> EXERCISE DATA
--*--

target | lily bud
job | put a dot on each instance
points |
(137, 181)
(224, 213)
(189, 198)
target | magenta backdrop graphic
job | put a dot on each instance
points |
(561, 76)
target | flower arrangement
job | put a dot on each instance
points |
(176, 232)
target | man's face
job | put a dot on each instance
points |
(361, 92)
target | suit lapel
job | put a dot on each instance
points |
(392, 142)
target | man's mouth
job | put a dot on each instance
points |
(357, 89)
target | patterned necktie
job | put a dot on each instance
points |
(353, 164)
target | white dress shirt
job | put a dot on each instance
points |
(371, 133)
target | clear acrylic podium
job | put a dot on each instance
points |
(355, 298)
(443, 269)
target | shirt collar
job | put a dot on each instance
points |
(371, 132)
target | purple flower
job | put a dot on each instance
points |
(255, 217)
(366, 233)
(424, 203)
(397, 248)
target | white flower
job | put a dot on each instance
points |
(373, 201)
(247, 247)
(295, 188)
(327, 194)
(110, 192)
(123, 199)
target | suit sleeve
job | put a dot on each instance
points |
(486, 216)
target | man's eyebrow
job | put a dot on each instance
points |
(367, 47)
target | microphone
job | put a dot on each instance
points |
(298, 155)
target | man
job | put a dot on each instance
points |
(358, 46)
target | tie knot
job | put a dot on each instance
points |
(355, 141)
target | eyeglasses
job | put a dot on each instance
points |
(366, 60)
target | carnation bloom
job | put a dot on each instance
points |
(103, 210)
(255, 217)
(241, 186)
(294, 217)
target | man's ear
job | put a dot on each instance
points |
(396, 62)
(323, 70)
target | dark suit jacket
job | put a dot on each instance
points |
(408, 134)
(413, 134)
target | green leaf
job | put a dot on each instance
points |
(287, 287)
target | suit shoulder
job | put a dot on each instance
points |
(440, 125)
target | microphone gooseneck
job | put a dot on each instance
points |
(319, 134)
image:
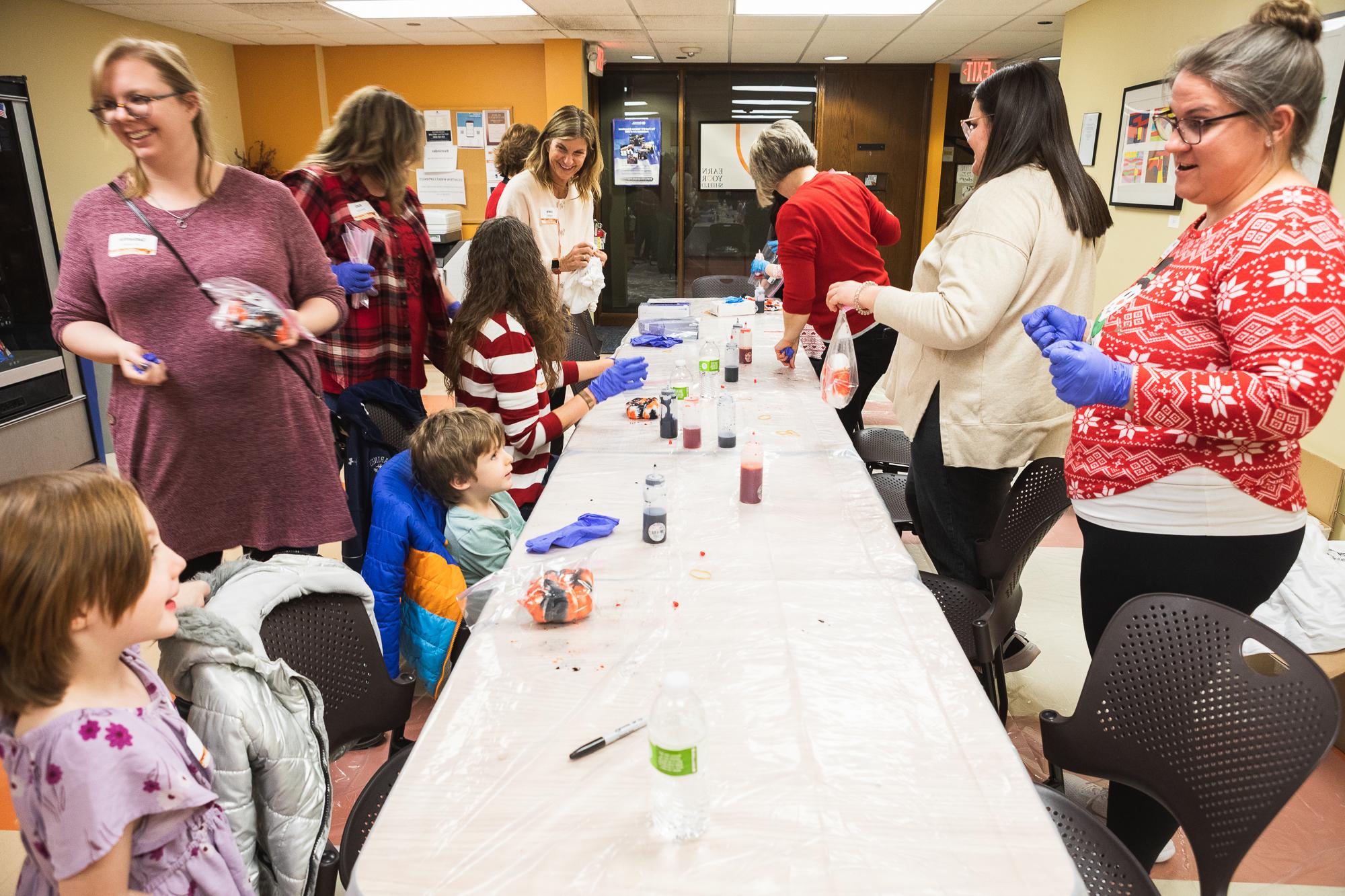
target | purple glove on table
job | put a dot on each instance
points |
(1051, 325)
(1083, 376)
(623, 376)
(587, 528)
(354, 278)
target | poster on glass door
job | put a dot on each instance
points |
(636, 151)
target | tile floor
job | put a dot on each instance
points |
(1301, 854)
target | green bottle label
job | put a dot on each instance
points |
(673, 762)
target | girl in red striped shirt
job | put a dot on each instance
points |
(512, 335)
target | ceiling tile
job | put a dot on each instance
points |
(777, 24)
(524, 37)
(976, 7)
(595, 24)
(976, 25)
(888, 25)
(505, 24)
(685, 7)
(1032, 21)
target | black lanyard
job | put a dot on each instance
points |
(197, 280)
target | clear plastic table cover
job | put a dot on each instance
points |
(851, 747)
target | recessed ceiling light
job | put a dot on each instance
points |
(432, 9)
(831, 7)
(777, 88)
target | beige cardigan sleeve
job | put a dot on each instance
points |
(985, 260)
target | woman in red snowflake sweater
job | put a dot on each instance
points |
(1195, 385)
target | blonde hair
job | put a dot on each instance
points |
(447, 447)
(375, 132)
(779, 150)
(69, 542)
(1269, 63)
(177, 73)
(567, 124)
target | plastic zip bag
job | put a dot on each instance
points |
(251, 310)
(360, 243)
(839, 368)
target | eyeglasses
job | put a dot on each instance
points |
(137, 107)
(1190, 130)
(972, 124)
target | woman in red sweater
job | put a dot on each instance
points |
(831, 228)
(1195, 385)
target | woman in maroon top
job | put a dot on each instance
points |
(831, 228)
(357, 177)
(510, 158)
(224, 442)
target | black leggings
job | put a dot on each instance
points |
(1235, 571)
(209, 561)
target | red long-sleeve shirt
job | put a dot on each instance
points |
(831, 231)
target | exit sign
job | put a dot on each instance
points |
(977, 71)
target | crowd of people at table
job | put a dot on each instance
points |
(1178, 409)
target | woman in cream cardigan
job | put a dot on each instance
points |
(962, 382)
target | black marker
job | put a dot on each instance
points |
(594, 745)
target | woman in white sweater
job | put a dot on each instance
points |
(962, 384)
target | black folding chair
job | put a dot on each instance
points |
(722, 287)
(1172, 708)
(984, 618)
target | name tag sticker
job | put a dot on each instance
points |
(361, 210)
(132, 244)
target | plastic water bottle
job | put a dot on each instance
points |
(677, 729)
(681, 380)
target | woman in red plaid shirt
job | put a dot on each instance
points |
(357, 177)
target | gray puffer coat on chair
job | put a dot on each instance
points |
(262, 720)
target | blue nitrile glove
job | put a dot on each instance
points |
(1083, 376)
(587, 528)
(354, 278)
(623, 376)
(1051, 325)
(658, 342)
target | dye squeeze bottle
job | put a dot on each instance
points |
(677, 729)
(728, 423)
(692, 423)
(656, 509)
(668, 413)
(681, 380)
(751, 475)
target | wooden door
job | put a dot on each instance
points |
(876, 120)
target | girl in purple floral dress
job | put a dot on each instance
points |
(111, 787)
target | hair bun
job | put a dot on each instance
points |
(1300, 17)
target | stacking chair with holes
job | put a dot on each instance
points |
(1172, 708)
(984, 618)
(379, 417)
(722, 287)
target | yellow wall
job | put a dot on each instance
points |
(53, 44)
(934, 155)
(1112, 45)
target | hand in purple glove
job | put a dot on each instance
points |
(354, 278)
(1083, 376)
(623, 376)
(1051, 325)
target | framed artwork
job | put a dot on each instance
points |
(1144, 177)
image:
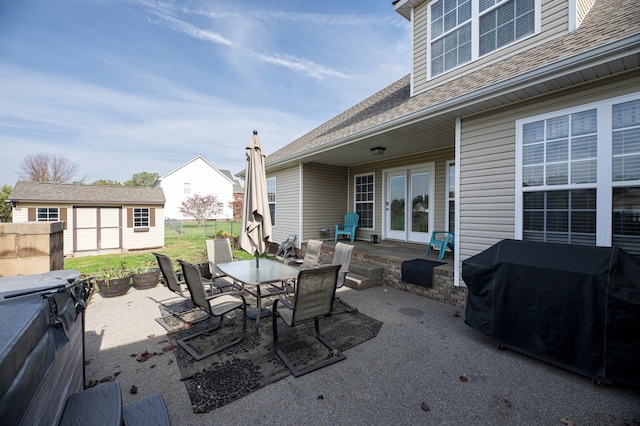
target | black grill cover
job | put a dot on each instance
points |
(575, 306)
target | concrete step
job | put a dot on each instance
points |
(363, 275)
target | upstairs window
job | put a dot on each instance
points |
(464, 30)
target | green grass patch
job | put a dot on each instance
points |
(189, 245)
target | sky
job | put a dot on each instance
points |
(127, 86)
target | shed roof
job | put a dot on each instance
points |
(25, 191)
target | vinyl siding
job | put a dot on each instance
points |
(287, 204)
(582, 7)
(325, 199)
(487, 161)
(439, 158)
(554, 22)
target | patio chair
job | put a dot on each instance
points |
(441, 240)
(169, 275)
(287, 249)
(219, 251)
(216, 305)
(342, 256)
(312, 255)
(314, 300)
(349, 227)
(311, 260)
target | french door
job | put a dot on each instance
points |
(408, 204)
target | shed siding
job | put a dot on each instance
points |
(287, 203)
(487, 162)
(554, 23)
(325, 201)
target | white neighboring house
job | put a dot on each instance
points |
(197, 176)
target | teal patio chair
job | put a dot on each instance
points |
(441, 240)
(349, 227)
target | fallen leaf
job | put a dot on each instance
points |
(168, 348)
(144, 356)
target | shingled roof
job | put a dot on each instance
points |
(85, 194)
(606, 23)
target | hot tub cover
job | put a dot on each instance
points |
(575, 306)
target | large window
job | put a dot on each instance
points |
(48, 214)
(271, 191)
(364, 199)
(455, 24)
(141, 217)
(563, 180)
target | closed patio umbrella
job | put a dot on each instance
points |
(255, 233)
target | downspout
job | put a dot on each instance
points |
(456, 246)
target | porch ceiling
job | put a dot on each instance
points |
(402, 140)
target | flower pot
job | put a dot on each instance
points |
(145, 280)
(114, 286)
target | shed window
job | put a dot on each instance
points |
(141, 217)
(48, 214)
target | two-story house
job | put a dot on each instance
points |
(519, 119)
(199, 176)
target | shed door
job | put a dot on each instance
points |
(97, 228)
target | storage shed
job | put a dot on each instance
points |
(96, 218)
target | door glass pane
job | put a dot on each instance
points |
(397, 202)
(420, 202)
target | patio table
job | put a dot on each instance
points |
(248, 273)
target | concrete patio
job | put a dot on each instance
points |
(424, 367)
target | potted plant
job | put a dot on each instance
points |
(146, 277)
(113, 282)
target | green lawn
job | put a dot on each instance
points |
(188, 245)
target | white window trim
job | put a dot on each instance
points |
(48, 218)
(372, 174)
(475, 37)
(604, 183)
(148, 218)
(275, 204)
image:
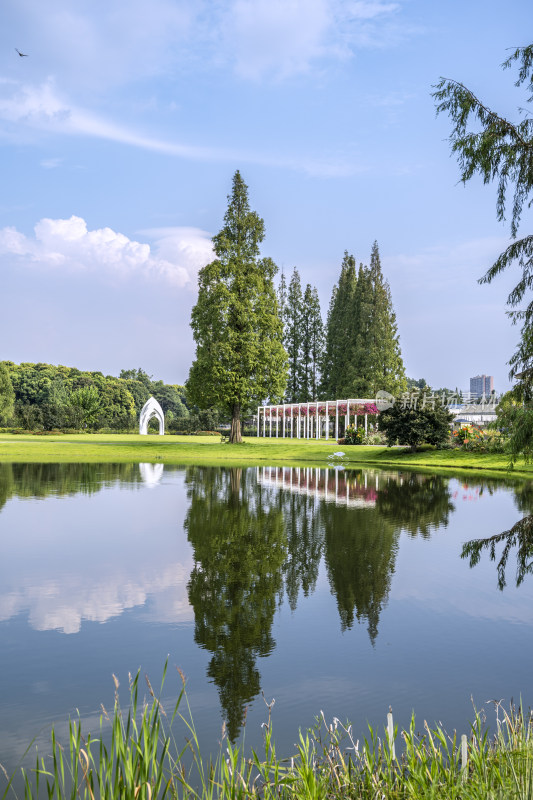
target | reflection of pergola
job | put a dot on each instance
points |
(311, 420)
(330, 484)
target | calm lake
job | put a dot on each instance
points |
(332, 590)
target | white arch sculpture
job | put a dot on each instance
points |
(151, 409)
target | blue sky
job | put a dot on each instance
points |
(121, 130)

--*--

> YOUR GOAL
For the records above, state the number of lines that include the string "chair" and add nothing.

> EXERCISE RESULT
5